Please identify each line below that contains the word "water" and copy those lines out in full.
-- start EXTRACTED INFORMATION --
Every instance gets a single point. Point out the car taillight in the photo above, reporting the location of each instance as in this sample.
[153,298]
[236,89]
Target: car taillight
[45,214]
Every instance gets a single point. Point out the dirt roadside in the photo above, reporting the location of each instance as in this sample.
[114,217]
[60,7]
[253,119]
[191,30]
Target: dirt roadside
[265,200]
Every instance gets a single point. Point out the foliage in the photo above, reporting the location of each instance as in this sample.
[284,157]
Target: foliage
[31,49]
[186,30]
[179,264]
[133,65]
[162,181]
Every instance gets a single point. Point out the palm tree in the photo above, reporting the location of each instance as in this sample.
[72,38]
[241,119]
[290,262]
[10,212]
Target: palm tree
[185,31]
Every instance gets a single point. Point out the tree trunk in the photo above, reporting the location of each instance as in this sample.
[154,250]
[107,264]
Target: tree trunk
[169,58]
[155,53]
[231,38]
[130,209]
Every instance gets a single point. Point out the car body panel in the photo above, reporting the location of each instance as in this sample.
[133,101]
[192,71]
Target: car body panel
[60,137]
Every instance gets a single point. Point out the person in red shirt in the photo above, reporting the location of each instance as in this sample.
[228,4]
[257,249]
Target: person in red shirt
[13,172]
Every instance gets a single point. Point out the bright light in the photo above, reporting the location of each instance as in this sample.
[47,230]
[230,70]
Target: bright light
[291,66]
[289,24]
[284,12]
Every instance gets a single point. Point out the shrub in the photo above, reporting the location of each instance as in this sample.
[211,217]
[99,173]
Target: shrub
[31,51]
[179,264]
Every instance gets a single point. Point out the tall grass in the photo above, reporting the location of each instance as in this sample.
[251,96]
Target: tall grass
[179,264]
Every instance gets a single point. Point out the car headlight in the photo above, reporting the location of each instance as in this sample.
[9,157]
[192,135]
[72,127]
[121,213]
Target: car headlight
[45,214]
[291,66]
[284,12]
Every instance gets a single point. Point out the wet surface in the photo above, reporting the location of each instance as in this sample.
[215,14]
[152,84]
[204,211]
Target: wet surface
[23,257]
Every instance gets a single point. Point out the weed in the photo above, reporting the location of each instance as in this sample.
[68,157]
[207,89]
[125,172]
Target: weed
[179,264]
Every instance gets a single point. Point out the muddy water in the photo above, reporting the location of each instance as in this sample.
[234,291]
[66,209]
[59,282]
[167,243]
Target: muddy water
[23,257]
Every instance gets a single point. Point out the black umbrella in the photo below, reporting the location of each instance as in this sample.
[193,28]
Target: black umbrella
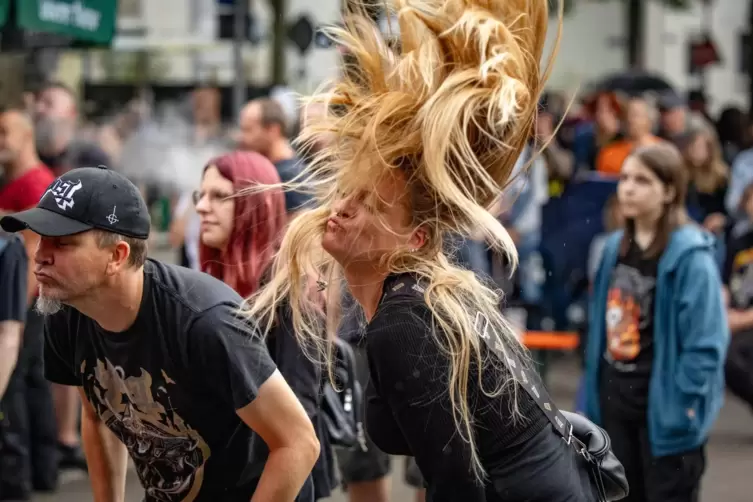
[634,83]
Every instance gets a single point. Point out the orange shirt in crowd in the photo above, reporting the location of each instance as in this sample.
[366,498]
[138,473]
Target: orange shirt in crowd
[611,157]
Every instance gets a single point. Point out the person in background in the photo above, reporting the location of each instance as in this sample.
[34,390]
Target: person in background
[639,125]
[14,456]
[740,177]
[263,129]
[613,221]
[184,231]
[206,117]
[604,110]
[56,123]
[240,234]
[738,293]
[732,129]
[159,355]
[673,117]
[658,333]
[708,176]
[29,402]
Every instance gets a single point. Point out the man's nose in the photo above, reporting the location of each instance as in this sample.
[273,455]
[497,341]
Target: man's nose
[202,205]
[43,254]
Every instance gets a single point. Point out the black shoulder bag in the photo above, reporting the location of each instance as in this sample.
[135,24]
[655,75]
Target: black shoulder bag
[342,404]
[591,442]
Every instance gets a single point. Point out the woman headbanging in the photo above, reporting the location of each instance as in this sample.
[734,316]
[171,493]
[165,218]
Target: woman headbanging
[424,140]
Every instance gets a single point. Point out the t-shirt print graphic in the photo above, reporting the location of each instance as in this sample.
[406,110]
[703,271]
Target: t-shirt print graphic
[623,335]
[168,454]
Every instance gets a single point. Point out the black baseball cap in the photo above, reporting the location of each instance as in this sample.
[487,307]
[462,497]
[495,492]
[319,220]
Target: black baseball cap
[84,199]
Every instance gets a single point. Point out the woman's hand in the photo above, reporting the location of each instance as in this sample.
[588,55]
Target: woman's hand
[715,222]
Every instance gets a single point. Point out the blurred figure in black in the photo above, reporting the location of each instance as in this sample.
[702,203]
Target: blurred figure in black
[15,468]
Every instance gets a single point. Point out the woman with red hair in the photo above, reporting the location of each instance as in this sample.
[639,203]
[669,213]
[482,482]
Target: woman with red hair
[239,236]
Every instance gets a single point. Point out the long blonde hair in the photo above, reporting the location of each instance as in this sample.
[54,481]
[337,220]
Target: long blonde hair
[451,108]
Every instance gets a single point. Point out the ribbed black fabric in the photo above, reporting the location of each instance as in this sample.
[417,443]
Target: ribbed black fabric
[409,410]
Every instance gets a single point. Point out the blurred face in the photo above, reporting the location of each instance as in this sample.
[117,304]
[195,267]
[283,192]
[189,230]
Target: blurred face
[15,133]
[366,226]
[216,207]
[698,151]
[641,194]
[206,105]
[54,120]
[673,120]
[312,114]
[253,135]
[638,118]
[69,269]
[748,207]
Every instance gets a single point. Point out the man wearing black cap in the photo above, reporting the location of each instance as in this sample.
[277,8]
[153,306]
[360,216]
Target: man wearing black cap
[160,355]
[673,112]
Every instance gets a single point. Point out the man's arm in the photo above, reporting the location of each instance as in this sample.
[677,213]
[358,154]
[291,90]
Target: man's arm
[106,456]
[13,269]
[280,420]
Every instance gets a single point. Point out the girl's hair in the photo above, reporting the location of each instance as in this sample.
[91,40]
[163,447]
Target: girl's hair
[259,222]
[713,174]
[450,107]
[665,161]
[591,103]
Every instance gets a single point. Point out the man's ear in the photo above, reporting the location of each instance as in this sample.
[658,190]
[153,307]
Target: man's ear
[119,258]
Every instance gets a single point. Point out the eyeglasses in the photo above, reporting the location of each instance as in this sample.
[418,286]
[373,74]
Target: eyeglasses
[214,197]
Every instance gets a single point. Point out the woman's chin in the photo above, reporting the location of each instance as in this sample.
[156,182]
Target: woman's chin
[333,245]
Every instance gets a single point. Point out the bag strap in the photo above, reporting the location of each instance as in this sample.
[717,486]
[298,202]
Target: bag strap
[404,285]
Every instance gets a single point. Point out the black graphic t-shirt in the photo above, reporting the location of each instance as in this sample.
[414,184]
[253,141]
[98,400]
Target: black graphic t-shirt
[170,385]
[738,270]
[629,353]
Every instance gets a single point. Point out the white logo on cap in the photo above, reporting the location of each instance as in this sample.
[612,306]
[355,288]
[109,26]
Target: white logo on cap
[63,192]
[112,218]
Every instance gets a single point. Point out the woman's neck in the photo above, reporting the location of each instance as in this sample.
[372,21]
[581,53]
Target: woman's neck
[366,287]
[645,231]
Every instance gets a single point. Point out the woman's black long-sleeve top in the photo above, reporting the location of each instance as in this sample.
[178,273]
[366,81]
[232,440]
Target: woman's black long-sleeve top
[409,410]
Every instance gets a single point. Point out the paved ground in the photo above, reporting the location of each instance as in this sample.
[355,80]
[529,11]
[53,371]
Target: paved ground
[728,478]
[730,452]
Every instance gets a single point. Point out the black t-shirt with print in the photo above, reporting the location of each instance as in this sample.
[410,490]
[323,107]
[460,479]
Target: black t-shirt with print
[738,270]
[628,358]
[170,385]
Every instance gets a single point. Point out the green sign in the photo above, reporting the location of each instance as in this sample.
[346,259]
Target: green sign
[87,20]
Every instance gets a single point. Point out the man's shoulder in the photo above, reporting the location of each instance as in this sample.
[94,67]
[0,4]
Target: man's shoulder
[189,289]
[86,154]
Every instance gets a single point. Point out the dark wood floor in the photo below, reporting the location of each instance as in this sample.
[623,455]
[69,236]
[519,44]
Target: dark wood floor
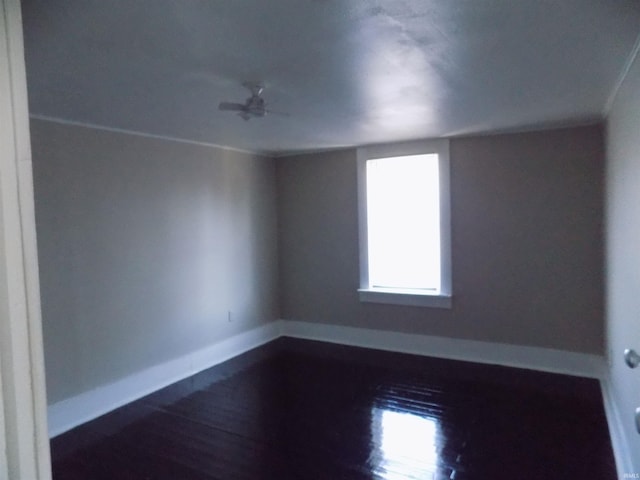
[304,410]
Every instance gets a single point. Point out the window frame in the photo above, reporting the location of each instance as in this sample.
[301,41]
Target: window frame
[398,296]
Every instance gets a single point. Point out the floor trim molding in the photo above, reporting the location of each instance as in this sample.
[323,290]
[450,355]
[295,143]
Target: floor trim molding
[75,411]
[619,442]
[518,356]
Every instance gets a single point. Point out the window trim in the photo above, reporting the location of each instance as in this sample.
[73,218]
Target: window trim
[366,293]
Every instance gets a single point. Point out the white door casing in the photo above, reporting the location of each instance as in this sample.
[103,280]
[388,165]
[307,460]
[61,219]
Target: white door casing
[24,442]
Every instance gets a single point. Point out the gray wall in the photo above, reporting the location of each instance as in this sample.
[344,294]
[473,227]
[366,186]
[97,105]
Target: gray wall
[623,250]
[144,246]
[526,242]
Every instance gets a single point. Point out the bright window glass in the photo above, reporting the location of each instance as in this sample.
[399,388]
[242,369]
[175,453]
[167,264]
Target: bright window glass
[403,222]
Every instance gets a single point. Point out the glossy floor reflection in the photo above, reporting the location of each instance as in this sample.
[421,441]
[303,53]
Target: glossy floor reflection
[304,410]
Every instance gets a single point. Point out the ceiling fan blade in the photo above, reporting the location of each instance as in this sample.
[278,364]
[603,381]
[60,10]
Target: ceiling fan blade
[231,107]
[274,112]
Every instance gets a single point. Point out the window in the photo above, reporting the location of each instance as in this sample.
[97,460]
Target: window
[404,224]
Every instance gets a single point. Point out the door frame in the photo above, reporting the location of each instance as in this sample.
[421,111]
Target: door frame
[24,439]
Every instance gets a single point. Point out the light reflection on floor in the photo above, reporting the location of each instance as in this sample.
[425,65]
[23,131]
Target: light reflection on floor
[405,445]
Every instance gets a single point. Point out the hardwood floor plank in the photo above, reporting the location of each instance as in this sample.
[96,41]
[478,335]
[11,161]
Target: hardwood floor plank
[310,411]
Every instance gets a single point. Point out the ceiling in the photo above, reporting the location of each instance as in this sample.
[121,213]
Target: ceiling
[348,72]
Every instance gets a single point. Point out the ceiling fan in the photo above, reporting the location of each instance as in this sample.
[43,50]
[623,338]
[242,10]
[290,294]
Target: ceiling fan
[254,106]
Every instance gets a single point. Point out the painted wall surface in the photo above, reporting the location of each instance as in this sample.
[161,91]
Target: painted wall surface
[623,251]
[526,242]
[145,245]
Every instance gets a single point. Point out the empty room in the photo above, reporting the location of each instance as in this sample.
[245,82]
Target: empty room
[320,239]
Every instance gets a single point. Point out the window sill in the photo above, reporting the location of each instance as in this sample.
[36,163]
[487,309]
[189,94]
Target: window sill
[412,298]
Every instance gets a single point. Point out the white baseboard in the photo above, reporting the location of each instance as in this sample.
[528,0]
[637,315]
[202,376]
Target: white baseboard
[74,411]
[619,442]
[533,358]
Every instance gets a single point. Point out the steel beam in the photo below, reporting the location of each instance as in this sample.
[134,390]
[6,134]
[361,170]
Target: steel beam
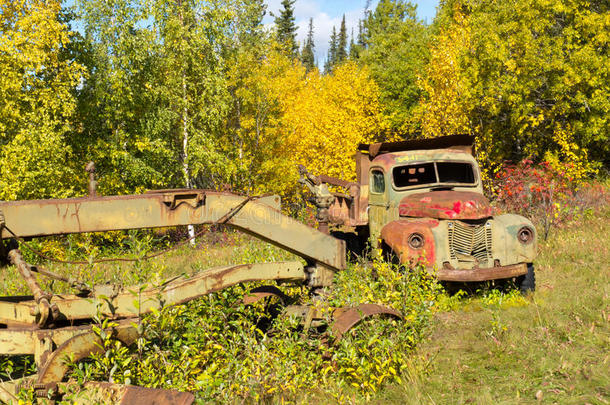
-- end EXTRACTED INFORMATION --
■ SOLUTION TO THIS TASK ■
Every instance gets a single point. Point out the muddy water in the photo above, reporting the location of each instance as in this sample.
Target: muddy water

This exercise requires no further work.